::: Exercise data
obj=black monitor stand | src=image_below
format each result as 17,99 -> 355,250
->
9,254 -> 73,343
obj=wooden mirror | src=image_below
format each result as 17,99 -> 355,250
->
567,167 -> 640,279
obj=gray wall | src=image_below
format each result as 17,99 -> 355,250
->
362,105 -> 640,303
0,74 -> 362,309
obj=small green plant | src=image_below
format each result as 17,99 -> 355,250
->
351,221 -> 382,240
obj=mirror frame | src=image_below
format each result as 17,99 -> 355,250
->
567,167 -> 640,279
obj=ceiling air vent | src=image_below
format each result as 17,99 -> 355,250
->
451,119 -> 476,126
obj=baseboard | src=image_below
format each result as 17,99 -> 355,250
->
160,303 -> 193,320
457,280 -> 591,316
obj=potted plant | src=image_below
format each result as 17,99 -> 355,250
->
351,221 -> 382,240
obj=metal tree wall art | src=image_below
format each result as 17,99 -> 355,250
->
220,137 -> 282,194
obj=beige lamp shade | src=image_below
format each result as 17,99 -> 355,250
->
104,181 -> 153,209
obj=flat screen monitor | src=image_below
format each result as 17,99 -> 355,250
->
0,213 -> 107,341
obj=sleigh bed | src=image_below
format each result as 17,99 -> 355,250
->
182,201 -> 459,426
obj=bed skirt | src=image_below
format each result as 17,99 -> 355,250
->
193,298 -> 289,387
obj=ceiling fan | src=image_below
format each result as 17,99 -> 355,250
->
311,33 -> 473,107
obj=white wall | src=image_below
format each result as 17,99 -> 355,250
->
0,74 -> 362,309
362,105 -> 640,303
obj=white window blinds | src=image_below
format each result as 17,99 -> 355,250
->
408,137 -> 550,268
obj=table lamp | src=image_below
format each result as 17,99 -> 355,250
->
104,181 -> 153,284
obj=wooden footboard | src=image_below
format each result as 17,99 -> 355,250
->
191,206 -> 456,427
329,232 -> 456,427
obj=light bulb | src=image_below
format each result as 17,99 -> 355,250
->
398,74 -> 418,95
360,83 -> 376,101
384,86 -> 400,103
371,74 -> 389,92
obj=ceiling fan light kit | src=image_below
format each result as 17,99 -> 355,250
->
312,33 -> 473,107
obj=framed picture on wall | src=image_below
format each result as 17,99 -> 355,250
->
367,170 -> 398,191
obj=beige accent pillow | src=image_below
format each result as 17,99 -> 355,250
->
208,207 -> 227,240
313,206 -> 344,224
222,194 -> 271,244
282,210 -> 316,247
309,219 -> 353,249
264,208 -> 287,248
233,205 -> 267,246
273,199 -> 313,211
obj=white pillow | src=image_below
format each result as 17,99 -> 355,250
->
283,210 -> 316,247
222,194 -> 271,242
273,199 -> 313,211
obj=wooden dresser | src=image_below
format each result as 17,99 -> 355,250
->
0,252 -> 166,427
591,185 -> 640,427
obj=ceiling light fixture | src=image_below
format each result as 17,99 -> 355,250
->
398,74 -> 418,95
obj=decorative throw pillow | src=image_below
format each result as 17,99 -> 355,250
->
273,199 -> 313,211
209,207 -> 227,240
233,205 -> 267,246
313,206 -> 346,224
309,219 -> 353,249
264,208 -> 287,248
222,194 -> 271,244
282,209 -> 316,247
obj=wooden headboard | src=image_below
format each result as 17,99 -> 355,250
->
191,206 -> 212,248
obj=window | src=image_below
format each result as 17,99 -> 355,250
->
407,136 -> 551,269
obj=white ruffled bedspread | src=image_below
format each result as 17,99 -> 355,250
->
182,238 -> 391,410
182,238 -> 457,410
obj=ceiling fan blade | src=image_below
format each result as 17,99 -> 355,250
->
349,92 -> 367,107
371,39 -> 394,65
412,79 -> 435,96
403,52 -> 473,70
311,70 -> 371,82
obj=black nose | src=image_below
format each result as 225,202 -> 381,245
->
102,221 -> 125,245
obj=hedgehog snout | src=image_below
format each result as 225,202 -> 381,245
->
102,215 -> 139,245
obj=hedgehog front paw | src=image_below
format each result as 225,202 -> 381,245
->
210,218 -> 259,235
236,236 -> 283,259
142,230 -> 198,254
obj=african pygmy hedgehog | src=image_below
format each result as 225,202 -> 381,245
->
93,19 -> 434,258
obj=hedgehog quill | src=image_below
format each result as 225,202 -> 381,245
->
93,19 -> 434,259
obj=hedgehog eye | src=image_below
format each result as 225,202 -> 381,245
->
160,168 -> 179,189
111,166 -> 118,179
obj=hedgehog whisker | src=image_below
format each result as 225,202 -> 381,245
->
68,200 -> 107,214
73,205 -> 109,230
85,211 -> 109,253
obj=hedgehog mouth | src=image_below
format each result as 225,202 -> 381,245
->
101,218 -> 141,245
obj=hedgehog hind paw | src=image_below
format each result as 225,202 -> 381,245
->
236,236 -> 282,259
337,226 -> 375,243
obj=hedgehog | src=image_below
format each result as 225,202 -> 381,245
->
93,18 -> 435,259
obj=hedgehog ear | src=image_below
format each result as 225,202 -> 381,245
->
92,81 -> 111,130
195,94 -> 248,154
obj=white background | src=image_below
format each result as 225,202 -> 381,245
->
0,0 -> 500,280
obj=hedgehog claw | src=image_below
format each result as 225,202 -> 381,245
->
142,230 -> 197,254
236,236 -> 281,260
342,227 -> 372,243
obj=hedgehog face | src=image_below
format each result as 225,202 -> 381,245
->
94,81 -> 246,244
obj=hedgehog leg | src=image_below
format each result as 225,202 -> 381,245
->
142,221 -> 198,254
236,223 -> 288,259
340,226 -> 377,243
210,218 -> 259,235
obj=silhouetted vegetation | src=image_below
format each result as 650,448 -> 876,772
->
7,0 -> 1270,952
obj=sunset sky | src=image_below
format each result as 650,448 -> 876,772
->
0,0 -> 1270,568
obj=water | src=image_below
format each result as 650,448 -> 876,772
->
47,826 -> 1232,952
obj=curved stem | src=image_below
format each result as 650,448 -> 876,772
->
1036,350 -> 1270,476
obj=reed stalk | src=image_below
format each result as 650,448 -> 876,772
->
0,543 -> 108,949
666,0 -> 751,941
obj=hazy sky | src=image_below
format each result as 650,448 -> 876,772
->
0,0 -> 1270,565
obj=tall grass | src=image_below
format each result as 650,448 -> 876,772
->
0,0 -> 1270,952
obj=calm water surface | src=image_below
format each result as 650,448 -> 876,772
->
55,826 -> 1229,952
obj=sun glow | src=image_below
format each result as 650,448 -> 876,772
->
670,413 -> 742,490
::::::
» **Instructions for the task**
Write out everything from the line containing "obj=hedgehog snout | src=image_below" down to the line containing "93,19 -> 434,258" again, keeping the requests and their format lines unchanged. Increase every bounding-box coordinate in the answers by 61.

» **Solution**
obj=hedgehog snout | src=image_below
format each result as 225,202 -> 381,245
->
163,276 -> 200,306
obj=hedgehog front paw | src=image_below
format each result as 225,202 -> 381,245
->
271,279 -> 320,296
297,297 -> 344,320
203,291 -> 259,315
obj=african pygmy hedgehog | src=image_below
format each result as 225,202 -> 381,245
->
154,80 -> 495,319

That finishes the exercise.